▶ _Your task_
Output all of the entries below precisely as written.

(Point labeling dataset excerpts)
>>
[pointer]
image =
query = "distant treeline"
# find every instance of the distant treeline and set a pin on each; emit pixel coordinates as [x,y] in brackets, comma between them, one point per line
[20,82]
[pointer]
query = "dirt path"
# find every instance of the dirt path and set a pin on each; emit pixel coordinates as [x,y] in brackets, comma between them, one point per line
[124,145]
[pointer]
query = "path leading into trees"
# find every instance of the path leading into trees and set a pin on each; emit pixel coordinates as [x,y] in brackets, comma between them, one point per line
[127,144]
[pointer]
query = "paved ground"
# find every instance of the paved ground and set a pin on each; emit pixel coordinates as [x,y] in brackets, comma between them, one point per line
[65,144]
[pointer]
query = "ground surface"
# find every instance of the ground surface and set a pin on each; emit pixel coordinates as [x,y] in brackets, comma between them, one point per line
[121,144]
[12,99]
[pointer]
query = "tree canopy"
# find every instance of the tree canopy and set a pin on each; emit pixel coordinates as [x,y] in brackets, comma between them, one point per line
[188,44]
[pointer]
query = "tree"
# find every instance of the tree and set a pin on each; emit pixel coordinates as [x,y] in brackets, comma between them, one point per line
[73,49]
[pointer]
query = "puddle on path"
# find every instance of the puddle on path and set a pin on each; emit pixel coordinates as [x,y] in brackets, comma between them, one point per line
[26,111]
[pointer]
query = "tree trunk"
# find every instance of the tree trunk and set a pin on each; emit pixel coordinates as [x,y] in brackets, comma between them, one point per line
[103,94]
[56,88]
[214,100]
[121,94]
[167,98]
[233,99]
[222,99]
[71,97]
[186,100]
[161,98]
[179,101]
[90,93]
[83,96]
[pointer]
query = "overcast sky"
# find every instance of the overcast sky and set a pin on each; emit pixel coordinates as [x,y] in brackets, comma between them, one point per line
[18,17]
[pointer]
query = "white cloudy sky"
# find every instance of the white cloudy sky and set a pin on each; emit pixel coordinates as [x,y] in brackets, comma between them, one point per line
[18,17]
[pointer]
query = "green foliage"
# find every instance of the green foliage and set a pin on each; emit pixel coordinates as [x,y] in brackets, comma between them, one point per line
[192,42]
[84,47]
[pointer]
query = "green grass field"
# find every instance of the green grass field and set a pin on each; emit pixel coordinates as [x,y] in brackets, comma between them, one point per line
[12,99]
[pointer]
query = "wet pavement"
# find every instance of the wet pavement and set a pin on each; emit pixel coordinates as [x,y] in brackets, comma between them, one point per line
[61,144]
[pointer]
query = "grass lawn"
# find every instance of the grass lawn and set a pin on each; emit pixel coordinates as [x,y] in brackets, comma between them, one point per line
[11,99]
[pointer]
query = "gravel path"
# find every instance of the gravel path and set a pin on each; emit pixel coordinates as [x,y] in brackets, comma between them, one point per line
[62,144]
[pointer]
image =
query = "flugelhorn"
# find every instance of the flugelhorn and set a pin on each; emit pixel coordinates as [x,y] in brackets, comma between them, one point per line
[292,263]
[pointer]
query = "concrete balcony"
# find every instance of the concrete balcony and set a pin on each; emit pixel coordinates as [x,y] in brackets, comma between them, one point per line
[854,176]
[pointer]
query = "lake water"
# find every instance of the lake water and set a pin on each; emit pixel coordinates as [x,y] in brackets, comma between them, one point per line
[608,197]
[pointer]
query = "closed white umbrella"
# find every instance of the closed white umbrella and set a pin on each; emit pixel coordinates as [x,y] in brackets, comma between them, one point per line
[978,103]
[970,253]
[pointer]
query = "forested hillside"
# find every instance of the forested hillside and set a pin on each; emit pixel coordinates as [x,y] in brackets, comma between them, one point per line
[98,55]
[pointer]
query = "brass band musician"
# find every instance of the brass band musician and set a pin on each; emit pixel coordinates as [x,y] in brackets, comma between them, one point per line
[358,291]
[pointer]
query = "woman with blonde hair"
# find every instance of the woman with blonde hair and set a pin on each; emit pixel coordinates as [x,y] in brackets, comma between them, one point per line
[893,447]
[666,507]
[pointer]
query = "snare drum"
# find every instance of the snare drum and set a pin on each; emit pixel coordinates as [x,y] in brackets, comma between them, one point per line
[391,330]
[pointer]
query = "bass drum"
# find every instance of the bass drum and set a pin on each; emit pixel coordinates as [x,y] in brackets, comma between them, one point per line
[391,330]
<<
▶ _Final result_
[pointer]
image =
query = "distant treeline"
# find every instance of the distant treeline and set a pin on each; emit pixel coordinates as [x,y] in brackets, comma between them, one point per line
[20,82]
[pointer]
query = "dirt path"
# find every instance of the dirt path and set a pin on each; emit pixel coordinates as [x,y] in brackets, comma between them, one point per line
[124,145]
[pointer]
query = "path leading into trees"
# find every instance of the path leading into trees and set a pin on each; emit pixel coordinates as [x,y] in brackets, comma between them, one point per line
[127,144]
[pointer]
query = "paved ground"
# find every instance of the paved ground and set a pin on each; emit pixel coordinates as [x,y] in brackets, comma between them, one point per line
[65,144]
[pointer]
query = "ground surface"
# find every instance of the ground surface and set a pin on each; emit pixel coordinates as [x,y] in brackets, comma between them, one point per line
[121,144]
[12,99]
[pointer]
query = "tree canopy"
# find every instance of the tree canopy and set a pin on each; emit pixel coordinates as [x,y] in brackets, comma between them, one point per line
[188,44]
[pointer]
query = "tree"
# find every instance of the tree and set a pin on each; emit pixel coordinates as [x,y] in brackets, comma between them, one point per line
[73,49]
[pointer]
query = "puddle on path"
# find every instance of the puddle on path and set a pin on each; emit pixel coordinates as [x,y] in brackets, comma between them, one point per line
[26,111]
[pointer]
query = "tree trunk"
# find every instance of the tree trunk and set a pin on each; emit pixel coordinates as [x,y] in brackets, comma between them, one point per line
[103,94]
[56,88]
[214,100]
[121,94]
[167,98]
[233,99]
[222,99]
[71,97]
[186,100]
[161,98]
[179,101]
[90,93]
[83,96]
[pointer]
query = "overcast sky"
# find every instance of the overcast sky and set a pin on each; emit pixel coordinates as [x,y] in brackets, comma between them, one point per line
[18,17]
[pointer]
query = "white cloudy sky"
# find every instance of the white cloudy sky and set a pin on each; emit pixel coordinates as [x,y] in brackets, comma between them, one point per line
[18,17]
[pointer]
query = "green foliage"
# find every instance of the green foliage and set a pin on each; emit pixel coordinates as [x,y] in brackets, comma between them, one point per line
[192,42]
[84,47]
[pointer]
query = "green grass field"
# find every instance of the green grass field and set a pin on each; emit pixel coordinates as [x,y] in brackets, comma between them, one point per line
[12,99]
[pointer]
query = "wet pavement"
# find every instance of the wet pavement and set a pin on each; emit pixel coordinates as [x,y] in brackets, comma between them, one point per line
[61,144]
[pointer]
query = "grass lawn"
# find every instance of the grass lawn and set a pin on each; emit pixel coordinates as [x,y] in brackets, comma between them, one point per line
[11,99]
[pointer]
query = "gravel path"
# find every instance of the gravel path and set a pin on each; emit pixel coordinates as [x,y] in brackets, comma between them, one point per line
[62,144]
[pointer]
image =
query = "flugelhorn"
# find every instance of the flugelhorn and set a pin on each; emit pixel coordinates as [x,y] in brackets, comma between them, one point per line
[292,263]
[pointer]
query = "concrete balcony"
# find every instance of the concrete balcony and set a pin on each; emit pixel coordinates as [x,y] in brackets, comma between them, one point per line
[854,176]
[pointer]
query = "lake water"
# find every instance of the lake water and set a pin on each; emit pixel coordinates as [x,y] in brackets, comma between them, one point per line
[608,197]
[pointer]
query = "closed white umbrella"
# find every instance of the closed white umbrella and set a pin on each; emit pixel coordinates as [x,y] in brackets, comma between them, one point per line
[978,103]
[970,253]
[pointer]
query = "forested hillside"
# find every instance of the forested hillside and set a pin on each; emit pixel coordinates as [x,y] in brackets, comma between them, one point per line
[98,55]
[pointer]
query = "brass band musician"
# find every instance of the brass band musician and set a pin on each; emit pixel coordinates as [x,y] in brackets, comma between them, one point per line
[358,291]
[pointer]
query = "woman with blonde hair"
# find every instance of the woman with blonde hair and set a pin on each; emit pixel coordinates as [x,y] in brackets, comma between them, one point per line
[893,447]
[666,507]
[pointer]
query = "snare drum"
# find every instance of the snare drum and set a pin on each; emit pixel coordinates as [x,y] in brackets, comma between them, one point per line
[391,330]
[pointer]
query = "bass drum"
# find every instance of the bass drum and set a pin on each; emit pixel coordinates as [x,y] in brackets, comma between them, one point per line
[391,330]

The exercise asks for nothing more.